BRANO DI LETTURA:
+--
La perversione dell’uso delle parole, adoperabili in un senso modificato a piacere in base agli interessi di precisi club (li chiama così il Papa, “like-minded clubs”, qualcosa di più pervasivo e transnazionale dell’abituale termine “lobby” che in genere usa), sarebbe alla base della corruzione della verità che passa dal recidere il nesso fra la realtà ed il linguaggio, come avviene sempre più di frequente, avvelenando i pozzi del dialogo. E chi crede che il papa faccia teoria, non ha che da ricordare la feroce polemica sulle fake news – che ogni parte, o like-minded club che dir si voglia – rinfaccia al rivale, o nemico. Nessuno dubita che siano distorsive della realtà e delle coscienze (come afferma il Papa nel suoi messaggio). Ognuno, però, è portato ad additare quelle degli altri senza rendersi conto di quelle del proprio club. Per iniziare dal cortile di casa nostra, basterebbe ricordare il tentativo dell’amministrazione Biden di dichiarare, circa un anno fa, “non attendibili” il numero dei morti palestinesi a Gaza. Essendo la comunità gazawa una comunità censita regolarmente non fu difficile per Al Jazeera recuperare nomi e numeri di documenti di identità di persone reali. (Ed oggi una ricerca britannica, appena pubblicata su Lancet, avverte che la conta ufficiale di 46mila sarebbe sottostimata del 40 per cento).
In quanto al cortile degli altri, ricordiamo l’allarmante denuncia del governo francese che prima delle elezioni europee scorse, contava 193 siti – disse il ministro degli esteri dell’epoca – pronti ad inquinare la campagna elettorale con una narrazione pro-Cremlino. In sostanza il vero terreno di scontro, quello che chiude ogni forma di dialogo ed ogni porta alla pace, è quello di generare comunità like-minded, tramite verità alternative gestite da opposti clubs. Fra gli esempi che il Papa dà del potere distorsivo delle coscienze delle fake news – chiunque le propali conta davvero poco – mette due attentati del 2024, quello al primo ministro slovacco Robert Fico e quello al presidente eletto statunitense, Donald Trump.
+--
[Estratto del dataset]
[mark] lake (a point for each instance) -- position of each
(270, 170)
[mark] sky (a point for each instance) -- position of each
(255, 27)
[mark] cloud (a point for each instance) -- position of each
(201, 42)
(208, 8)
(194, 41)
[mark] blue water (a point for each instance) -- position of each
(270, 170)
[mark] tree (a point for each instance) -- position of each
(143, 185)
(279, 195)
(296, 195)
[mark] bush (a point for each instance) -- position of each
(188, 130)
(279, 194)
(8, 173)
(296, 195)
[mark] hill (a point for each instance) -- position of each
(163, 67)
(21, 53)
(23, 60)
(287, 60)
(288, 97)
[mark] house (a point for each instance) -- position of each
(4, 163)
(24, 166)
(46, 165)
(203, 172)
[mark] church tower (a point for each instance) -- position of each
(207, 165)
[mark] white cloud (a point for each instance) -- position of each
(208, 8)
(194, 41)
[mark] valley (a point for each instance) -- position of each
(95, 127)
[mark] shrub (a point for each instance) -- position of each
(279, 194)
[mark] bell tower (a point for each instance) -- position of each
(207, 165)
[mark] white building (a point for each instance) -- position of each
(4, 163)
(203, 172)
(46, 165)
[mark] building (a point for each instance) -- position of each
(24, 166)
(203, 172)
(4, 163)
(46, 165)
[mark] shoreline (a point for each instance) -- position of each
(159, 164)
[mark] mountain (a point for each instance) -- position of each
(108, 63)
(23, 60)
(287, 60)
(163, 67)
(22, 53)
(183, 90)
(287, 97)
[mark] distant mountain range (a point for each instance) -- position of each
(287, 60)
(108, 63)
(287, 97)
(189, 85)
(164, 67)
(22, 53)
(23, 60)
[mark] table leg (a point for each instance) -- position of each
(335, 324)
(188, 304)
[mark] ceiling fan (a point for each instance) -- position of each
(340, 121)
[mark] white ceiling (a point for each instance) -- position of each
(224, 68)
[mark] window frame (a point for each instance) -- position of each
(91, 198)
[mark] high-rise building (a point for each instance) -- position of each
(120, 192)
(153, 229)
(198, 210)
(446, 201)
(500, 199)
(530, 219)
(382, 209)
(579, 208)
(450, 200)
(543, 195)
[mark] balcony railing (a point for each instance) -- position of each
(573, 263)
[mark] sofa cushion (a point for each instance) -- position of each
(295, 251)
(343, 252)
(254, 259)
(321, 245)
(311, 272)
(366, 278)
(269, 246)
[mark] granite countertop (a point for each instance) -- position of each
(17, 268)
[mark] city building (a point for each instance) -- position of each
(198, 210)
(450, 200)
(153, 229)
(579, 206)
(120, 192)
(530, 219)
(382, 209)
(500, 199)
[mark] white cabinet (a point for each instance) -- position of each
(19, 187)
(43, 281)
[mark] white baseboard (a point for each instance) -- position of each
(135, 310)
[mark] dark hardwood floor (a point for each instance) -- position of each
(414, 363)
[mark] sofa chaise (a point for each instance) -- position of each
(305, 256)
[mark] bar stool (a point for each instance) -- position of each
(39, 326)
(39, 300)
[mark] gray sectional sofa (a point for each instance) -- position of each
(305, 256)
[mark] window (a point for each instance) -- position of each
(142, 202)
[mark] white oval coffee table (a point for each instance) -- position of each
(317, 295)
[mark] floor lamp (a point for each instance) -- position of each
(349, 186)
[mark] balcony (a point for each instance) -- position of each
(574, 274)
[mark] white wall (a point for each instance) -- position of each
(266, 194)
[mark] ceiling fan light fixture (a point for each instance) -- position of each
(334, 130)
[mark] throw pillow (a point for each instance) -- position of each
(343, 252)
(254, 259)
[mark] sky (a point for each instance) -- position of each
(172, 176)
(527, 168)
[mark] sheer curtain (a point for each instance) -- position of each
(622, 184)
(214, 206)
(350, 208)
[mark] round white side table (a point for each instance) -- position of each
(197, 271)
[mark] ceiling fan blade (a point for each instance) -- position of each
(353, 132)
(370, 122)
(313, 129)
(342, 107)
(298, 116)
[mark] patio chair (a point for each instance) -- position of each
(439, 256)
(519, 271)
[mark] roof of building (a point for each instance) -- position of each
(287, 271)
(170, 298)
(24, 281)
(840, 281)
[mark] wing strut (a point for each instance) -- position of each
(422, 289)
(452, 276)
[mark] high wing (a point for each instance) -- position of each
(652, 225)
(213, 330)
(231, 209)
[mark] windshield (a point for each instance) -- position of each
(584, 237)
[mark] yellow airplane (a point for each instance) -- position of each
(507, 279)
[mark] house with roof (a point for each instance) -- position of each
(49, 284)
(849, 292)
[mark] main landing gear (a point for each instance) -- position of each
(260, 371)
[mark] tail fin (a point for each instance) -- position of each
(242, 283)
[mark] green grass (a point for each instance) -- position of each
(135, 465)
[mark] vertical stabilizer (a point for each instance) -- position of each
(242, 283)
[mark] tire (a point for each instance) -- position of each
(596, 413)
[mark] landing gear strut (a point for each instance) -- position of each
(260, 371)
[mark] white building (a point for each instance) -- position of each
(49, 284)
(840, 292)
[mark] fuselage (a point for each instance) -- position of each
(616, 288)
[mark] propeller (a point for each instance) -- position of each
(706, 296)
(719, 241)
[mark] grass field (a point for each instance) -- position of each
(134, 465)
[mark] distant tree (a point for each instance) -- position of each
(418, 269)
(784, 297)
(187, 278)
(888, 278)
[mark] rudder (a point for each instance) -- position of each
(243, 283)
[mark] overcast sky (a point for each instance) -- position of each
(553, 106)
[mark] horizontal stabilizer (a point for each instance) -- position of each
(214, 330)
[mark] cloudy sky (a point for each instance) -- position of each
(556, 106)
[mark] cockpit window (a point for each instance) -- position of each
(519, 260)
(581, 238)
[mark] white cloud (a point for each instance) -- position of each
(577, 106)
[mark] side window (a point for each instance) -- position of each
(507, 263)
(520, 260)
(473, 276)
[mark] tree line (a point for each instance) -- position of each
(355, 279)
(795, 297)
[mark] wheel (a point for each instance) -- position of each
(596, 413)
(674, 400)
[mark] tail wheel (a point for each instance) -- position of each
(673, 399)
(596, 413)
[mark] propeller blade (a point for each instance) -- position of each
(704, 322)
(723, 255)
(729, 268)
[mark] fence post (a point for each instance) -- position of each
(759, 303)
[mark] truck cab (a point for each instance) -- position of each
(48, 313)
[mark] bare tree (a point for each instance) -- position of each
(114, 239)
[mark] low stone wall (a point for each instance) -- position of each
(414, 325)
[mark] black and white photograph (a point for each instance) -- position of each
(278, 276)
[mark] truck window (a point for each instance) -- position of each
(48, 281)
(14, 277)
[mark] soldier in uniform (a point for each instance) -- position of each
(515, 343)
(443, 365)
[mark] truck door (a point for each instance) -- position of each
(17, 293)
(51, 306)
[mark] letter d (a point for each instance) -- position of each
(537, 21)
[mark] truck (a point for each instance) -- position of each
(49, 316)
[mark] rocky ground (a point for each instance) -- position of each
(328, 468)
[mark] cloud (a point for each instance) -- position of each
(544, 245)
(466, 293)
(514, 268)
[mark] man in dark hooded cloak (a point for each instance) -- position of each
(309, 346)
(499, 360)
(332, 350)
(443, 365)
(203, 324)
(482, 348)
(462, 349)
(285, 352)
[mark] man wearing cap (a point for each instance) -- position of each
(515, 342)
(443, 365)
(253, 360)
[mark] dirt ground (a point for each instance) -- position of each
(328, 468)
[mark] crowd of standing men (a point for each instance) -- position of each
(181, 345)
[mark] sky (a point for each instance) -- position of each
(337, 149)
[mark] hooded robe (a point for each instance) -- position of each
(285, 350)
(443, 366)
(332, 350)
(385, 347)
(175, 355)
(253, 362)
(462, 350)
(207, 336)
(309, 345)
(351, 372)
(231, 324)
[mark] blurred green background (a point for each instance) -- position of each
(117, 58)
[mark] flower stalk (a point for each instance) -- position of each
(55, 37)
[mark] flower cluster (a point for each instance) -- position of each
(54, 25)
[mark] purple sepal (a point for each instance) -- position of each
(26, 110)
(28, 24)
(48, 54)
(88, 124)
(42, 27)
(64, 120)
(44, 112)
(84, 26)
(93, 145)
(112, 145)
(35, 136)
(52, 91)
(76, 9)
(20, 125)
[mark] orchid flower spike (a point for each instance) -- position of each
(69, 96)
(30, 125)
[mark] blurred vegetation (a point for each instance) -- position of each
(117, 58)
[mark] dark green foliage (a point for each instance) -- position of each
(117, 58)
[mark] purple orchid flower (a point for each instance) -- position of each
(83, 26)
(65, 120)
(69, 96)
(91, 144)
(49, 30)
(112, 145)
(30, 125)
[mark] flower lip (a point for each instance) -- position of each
+--
CONSEGNA: Riscriva in forma di elenco puntato il paragrafo del brano che inizia con «In quanto al cortile degli altri», conservandone i fatti principali. Le righe non hanno alcun legame con il brano.

RISPOSTA FINALE:
- Prima delle ultime elezioni europee il governo francese denunciò 193 siti pronti a inquinare la campagna elettorale con una narrazione filo-Cremlino. Il dato fu fornito dall'allora ministro degli esteri.
- Il vero terreno di scontro, che chiude ogni forma di dialogo e ogni porta alla pace, è la creazione di comunità like-minded attraverso verità alternative gestite da club contrapposti.
- Il Papa cita due attentati del 2024 tra gli esempi del potere delle fake news di distorcere le coscienze, a prescindere da chi le diffonda. Il primo fu contro il primo ministro slovacco Robert Fico, il secondo contro il presidente eletto statunitense Donald Trump.